The massacres committed during the Gulf War and Vietnam War are among the most atrocious since World War II -- particularly the savage cruelty of the U.S. Army’s Tiger Force platoon in Vietnam, and Charley Company platoon at Mỹ Lai.
During the Korean War, on orders of commanders, American soldiers killed refugees at No Gun Ri and other localities in South Korea. Even when Americans did not directly participate, U.S. commanders condoned mass executions by the South Korean Army.
Over a seven-month period in1967, Tiger Force platoon killed and mutilated hundreds of unarmed Vietnam villagers. They killed women and children by dropping grenades into bunkers where they were hiding. They shot farmers working in fields. “Prisoners were tortured and executed, their ears and scalps severed for souvenirs. One soldier kicked out the teeth of executed civilians for their gold fillings. Platoon members strung the ears on shoe laces to wear around their necks.”
On Saturday March 16, 1968, at around 7:30 a.m., all hell broke loose for the little hamlet of Mỹ Lai in Quang Ngai Province, South Vietnam. Suspected of harboring the Viet Cong, Mỹ Lai became a "free-fire zone." Following a bombardment of artillery rounds, and strafing by Huey Cobra attack helicopters, two platoons from Charlie Company led by Second Lieutenant William Calley entered the hamlet firing at anything that moved, including women and children. They set fire to huts, killed animals, and poisoned water supplies. They raped women, clubbed and stabbed villagers, and executed groups of villagers and families. They carved some victims in the chest with a “C,” as if signing off for Charlie Company. In testimony, a soldier admitted, "I cut their throats, cut off their hands, cut out their tongues, scalped them. I did it. A lot of people were doing it and I just followed. I lost all sense of direction.”

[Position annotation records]
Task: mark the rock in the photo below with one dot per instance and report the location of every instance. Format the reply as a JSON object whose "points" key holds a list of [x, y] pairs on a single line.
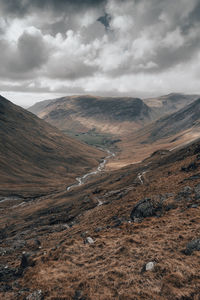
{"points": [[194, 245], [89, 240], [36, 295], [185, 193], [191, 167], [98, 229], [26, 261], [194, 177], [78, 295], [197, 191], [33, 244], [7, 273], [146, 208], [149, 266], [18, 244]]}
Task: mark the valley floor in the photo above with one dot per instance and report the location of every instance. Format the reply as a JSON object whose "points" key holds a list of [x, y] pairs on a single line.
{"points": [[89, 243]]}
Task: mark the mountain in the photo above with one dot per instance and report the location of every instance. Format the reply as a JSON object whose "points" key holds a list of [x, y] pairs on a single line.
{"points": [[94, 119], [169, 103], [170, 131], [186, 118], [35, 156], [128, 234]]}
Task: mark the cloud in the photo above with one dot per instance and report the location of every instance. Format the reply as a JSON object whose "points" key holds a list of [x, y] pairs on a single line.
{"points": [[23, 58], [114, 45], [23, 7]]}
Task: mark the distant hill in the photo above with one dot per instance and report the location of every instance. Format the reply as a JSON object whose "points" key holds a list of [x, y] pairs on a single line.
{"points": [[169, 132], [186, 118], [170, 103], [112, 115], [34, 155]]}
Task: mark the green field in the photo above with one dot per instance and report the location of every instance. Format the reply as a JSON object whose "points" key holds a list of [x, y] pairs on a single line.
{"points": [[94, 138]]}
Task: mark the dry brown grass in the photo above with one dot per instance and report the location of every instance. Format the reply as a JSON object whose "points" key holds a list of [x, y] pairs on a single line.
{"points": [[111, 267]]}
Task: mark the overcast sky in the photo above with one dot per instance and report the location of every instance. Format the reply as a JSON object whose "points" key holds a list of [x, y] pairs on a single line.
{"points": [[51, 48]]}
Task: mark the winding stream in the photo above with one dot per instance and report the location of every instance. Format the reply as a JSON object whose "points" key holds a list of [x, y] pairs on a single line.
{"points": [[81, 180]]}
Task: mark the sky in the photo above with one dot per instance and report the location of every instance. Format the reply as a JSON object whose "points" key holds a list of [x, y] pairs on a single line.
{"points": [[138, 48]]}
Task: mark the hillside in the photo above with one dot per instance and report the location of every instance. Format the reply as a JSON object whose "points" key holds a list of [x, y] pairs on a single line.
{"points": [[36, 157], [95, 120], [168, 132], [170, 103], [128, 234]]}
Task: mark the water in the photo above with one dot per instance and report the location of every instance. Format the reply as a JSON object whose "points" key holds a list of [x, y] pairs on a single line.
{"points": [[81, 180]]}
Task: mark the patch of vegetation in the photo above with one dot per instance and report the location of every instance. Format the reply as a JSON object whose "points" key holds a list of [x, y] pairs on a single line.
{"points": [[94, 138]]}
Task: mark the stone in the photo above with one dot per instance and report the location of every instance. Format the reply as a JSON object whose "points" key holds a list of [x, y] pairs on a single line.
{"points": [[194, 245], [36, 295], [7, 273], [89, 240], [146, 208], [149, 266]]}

---

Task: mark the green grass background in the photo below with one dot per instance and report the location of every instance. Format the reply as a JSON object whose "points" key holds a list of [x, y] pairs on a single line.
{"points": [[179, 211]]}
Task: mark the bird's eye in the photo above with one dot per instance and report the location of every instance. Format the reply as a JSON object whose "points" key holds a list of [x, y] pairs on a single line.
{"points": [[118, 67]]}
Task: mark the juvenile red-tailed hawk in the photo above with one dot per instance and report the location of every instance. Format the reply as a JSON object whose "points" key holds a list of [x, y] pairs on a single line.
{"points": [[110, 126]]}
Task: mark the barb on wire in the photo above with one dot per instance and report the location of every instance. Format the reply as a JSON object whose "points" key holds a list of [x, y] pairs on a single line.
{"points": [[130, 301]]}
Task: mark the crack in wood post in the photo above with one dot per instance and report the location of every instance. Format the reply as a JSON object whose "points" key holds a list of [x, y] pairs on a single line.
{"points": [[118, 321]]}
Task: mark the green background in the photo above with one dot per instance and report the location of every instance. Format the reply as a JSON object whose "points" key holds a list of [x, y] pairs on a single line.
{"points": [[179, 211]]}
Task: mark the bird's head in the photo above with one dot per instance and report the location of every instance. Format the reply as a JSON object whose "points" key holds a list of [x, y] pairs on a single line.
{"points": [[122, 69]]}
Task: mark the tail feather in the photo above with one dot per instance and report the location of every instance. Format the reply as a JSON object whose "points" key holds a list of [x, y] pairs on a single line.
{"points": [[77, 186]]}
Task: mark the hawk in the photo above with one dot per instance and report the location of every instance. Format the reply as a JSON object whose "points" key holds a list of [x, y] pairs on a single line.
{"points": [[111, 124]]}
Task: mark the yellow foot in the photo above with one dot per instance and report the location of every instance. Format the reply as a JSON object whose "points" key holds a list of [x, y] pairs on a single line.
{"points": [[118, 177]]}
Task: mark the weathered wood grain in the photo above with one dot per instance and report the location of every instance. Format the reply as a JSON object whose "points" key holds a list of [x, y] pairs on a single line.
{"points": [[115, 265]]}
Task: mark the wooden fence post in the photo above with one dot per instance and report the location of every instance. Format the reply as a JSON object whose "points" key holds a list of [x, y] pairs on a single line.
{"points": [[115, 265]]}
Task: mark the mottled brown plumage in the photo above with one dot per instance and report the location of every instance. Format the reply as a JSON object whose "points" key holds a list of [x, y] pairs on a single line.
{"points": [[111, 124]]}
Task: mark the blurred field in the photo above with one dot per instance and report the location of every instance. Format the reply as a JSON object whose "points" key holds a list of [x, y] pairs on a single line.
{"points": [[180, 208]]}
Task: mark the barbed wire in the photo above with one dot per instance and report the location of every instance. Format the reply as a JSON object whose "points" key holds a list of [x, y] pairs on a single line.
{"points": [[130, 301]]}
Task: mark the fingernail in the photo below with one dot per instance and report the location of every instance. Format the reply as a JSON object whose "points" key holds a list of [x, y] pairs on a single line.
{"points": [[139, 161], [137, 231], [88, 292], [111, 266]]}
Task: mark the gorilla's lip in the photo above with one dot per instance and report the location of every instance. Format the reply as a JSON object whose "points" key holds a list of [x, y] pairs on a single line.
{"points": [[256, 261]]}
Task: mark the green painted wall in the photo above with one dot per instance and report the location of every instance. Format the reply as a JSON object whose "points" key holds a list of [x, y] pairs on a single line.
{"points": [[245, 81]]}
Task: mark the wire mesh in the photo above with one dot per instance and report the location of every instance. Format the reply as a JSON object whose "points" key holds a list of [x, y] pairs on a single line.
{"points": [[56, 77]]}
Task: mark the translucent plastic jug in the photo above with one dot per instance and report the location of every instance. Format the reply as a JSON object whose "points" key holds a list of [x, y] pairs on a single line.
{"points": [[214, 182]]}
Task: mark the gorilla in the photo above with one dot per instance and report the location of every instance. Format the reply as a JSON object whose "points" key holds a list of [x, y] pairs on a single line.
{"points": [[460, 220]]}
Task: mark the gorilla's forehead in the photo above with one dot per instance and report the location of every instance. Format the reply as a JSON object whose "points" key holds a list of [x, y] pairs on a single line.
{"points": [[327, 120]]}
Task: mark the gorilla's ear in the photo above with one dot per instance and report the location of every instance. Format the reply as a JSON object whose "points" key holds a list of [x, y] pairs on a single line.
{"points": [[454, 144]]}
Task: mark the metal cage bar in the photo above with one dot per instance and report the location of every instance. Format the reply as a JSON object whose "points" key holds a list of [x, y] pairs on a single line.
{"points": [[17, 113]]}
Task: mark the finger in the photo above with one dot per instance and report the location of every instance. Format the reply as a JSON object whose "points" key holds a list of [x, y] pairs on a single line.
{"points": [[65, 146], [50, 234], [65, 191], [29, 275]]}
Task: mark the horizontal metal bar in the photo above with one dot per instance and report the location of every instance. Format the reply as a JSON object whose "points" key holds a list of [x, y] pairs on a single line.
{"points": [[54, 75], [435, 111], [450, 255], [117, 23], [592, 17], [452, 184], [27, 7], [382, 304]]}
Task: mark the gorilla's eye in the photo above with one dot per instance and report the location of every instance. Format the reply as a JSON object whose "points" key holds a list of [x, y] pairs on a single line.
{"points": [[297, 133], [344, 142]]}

* * *

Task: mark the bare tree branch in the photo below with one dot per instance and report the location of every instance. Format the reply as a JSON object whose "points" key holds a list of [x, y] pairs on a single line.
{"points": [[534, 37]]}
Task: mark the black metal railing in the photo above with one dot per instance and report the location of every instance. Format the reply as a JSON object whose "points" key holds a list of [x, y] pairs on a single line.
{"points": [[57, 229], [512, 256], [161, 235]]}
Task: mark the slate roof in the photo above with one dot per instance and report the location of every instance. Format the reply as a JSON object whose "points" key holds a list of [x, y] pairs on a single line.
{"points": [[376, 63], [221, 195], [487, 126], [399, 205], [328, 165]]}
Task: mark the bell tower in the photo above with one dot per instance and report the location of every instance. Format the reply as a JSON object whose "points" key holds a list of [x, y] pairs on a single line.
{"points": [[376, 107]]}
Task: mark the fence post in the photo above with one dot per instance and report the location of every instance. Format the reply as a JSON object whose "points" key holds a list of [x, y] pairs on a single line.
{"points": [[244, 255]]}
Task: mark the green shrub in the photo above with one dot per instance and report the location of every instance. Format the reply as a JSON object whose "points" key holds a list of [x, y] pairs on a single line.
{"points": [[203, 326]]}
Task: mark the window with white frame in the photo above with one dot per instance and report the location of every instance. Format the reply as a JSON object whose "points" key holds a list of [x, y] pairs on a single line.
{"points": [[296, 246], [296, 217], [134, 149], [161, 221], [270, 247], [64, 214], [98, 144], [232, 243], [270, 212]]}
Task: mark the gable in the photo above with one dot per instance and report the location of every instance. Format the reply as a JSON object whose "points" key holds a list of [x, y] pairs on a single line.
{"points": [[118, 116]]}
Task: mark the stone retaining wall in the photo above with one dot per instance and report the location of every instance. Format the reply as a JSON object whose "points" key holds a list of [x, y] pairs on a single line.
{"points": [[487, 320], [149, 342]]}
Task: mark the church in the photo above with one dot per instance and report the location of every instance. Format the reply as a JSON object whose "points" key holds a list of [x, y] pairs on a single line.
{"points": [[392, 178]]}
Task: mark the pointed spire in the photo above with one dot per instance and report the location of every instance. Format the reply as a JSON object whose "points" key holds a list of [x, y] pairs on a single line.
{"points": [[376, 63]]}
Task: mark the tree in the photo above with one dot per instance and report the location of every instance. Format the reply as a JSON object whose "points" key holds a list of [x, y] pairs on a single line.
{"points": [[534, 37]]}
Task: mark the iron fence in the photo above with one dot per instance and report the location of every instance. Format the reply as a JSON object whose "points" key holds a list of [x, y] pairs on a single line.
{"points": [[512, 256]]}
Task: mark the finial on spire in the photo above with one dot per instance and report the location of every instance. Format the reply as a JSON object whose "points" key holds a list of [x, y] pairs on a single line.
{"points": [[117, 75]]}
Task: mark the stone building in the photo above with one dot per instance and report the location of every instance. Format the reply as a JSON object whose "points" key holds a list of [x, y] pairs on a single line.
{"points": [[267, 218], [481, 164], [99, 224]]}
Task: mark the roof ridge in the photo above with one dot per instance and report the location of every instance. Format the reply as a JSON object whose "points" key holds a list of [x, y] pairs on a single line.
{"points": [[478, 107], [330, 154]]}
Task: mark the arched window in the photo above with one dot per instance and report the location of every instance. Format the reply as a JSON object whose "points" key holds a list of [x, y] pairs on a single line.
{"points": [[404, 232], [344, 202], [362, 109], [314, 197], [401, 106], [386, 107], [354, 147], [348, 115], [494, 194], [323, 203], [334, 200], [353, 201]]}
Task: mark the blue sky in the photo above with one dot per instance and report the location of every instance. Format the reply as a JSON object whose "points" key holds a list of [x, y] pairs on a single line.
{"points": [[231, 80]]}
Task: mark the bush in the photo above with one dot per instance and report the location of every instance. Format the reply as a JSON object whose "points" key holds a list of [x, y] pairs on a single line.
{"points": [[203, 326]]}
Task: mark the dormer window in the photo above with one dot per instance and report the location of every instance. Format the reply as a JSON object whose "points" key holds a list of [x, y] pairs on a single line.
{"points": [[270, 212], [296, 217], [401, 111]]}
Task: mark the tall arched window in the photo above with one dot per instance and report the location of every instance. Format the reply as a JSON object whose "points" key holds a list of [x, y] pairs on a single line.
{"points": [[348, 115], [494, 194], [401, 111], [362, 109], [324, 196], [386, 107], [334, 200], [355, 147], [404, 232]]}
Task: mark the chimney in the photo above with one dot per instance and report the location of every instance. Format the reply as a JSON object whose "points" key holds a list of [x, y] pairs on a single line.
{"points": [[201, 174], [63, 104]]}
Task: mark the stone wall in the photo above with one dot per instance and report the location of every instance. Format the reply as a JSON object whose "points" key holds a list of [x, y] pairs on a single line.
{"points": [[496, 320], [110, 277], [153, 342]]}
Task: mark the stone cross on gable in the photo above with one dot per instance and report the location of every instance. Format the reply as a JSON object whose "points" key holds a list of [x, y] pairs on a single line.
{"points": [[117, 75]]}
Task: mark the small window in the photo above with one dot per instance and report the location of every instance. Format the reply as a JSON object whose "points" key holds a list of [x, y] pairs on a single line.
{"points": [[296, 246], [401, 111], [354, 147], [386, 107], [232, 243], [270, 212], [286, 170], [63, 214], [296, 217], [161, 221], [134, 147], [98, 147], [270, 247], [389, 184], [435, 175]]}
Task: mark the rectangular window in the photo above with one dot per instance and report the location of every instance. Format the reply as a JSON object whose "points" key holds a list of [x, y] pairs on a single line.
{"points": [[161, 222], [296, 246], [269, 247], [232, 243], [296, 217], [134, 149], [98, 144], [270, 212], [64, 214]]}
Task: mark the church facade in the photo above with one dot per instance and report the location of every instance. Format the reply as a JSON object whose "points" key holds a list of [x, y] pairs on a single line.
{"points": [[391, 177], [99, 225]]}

PROBLEM TO SOLVE ▸ Pick up the passage on wartime massacres where it stops and keep writing.

IN RESPONSE ▸
In 1991, as the Gulf War was coming to an end, American forces attacked Iraqi forces and civilians who were in retreat on Basra road, making a beeline for Iraq. American fighter aircraft strafed and used napalm “that produced horrific casualties such as the ‘crispy critter’ … a revolting Americanism to describe an Iraqi tank commander burned alive.” News reports referred to the road as the “Highway of Death.”
In Haditha, Iraq, on Nov. 19, 2005, U.S. Marines killed 24 Iraqis including children between the ages of 3 and 15. The Marines, based on some news reporting, called Haditha their Mỹ Lai.
In Afghanistan, there was the “kill team.” And a look back at U.S. behavior should not give anyone reason not to believe that Afghan President Hamid Karzai may have had credible reason for giving U.S. special forces two weeks to leave Wardak province, after some U.S. soldiers there were found to have tortured and killed innocent people.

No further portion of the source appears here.